*ESTRATTO DELLA PAGINA:*
· · · ·

Generazione X

Una generazione in bilico fra futuro e medioevo

5 minuti di lettura

Lost Generation, Beat Generation, Millennials, Generazione Z e Generazione Alpha. Nella storia dell’umanità tante sono state le generazioni di ragazze e ragazzi, di uomini e donne in cerca di un punto di riferimento, in cerca di un senso da dare al proprio spaesamento e da qui partire per rifondare la propria esistenza e dare, forse, una stella polare per chi verrà dopo di loro. Tutte queste generazioni hanno saputo e sapranno – chi più e chi meno – a rifondare la cultura dell’umanità

Nel lontano 1991, lo scrittore canadese Douglas Coupland ha pensato bene di scrivere un romanzo che a distanza di anni rappresenta e riesce a rappresentare tutte quelle generazioni in cerca di un senso. Un romanzo che già trent’anni fa ha saputo anticipare l’uso di nuovi linguaggi e che non solo ha saputo interpretare il passato, ma anche anticipare il futuro. Il libro in questione è Generazione X, in italiano pubblicato prima da editori come Interno Giallo e Mondadori e ora riproposto da Accēnto Edizioni nella collana «Accento grave».

Andy, Dag e Claire. Tre ragazzi «membri del jet set dei poveri» all’apparenza normali che hanno una cosa in comune: sono tutti in preda alla crisi dei Venticinque anni, momento cruciale della propria vita in cui «si aggiunge l’improvvisa consapevolezza della propria sostanziale solitudine al mondo». Per risolvere questa crisi, i tre protagonisti decidono di recarsi a Palm Springs, in California, in mezzo al deserto americano lontano da yuppie e famiglie disfunzionali varie. Lontano, insomma, da una peste culturale chiamata «accelerazione culturale» che sta schiacciando la società americana e che minaccia la stabilità dei nostri protagonisti.

Nel deserto, i tre si impongono «una politica di “storie della buonanotte”» che seguono le regole delle confessioni degli Alcolisti Anonimi: raccontarsi e raccontare storie sospendendo ogni giudizio poiché «tutti e tre super repressi emotivamente». In questo Decameron americano, i tre protagonisti passano in rassegna a una società che cambia, che accelera fra anonimi centri commerciali e lavori precari, e i cui membri necessitano di nuovi punti di riferimento.

Per definire Generazione X, azzarderemo a usare l’espressione «Decameron accelerato»: Decameron, perché i protagonisti si raccontano delle storie lontano, in questo caso, da una società malata di consumo, marketing e precariato; accelerato, perché come recita il sottotitolo del romanzo si tratta di storie per una cultura accelerata, quindi si tratta di racconti all’interno di una cornice in cui il tempo – quello del consumismo e del neoliberismo – corre velocemente senza sosta. Ciò che si sta dicendo trova riscontro nelle parole della prefazione al volume di Matteo B. Bianchi:

A trent’anni di distanza, Generazione X parla ancora ai lettori perché il bisogno di raccontarsi storie travalica tanto la condizione dei protagonisti quanto la loro famigerata generazione: è un’esigenza umana fondamentale in ogni tempo. E questa è l’eredità più significativa e profonda che questo splendido libro, in bilico fra futuro e medioevo, ci porta in dono ancora oggi.

· · · ·

[Voci per etichettare la posizione degli oggetti]
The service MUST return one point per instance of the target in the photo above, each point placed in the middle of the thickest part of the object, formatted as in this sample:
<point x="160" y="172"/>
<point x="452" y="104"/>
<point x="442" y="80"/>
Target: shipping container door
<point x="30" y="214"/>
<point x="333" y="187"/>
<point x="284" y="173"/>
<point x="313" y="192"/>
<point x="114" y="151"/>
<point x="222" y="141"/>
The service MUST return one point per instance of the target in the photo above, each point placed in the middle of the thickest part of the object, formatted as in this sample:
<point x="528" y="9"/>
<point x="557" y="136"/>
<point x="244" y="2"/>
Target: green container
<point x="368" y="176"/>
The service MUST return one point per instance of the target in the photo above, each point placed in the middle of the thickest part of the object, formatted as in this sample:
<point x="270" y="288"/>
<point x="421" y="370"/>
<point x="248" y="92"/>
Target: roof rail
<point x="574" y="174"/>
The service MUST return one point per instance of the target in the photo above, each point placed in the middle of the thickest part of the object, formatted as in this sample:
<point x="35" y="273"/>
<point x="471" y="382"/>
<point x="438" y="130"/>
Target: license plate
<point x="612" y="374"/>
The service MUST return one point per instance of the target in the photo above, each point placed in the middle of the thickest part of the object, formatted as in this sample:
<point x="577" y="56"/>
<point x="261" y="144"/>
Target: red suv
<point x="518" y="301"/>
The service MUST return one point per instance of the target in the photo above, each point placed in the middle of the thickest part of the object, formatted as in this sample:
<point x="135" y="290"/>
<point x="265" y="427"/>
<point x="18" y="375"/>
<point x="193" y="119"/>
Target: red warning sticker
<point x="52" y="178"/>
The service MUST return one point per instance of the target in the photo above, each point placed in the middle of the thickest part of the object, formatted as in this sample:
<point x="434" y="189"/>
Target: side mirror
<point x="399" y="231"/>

· · · ·

*CONSEGNA:*
Nell'articolo sul romanzo Generazione X, dove vanno i tre protagonisti per risolvere la loro crisi?

*RISULTATO:*
A Palm Springs, in California, in mezzo al deserto americano.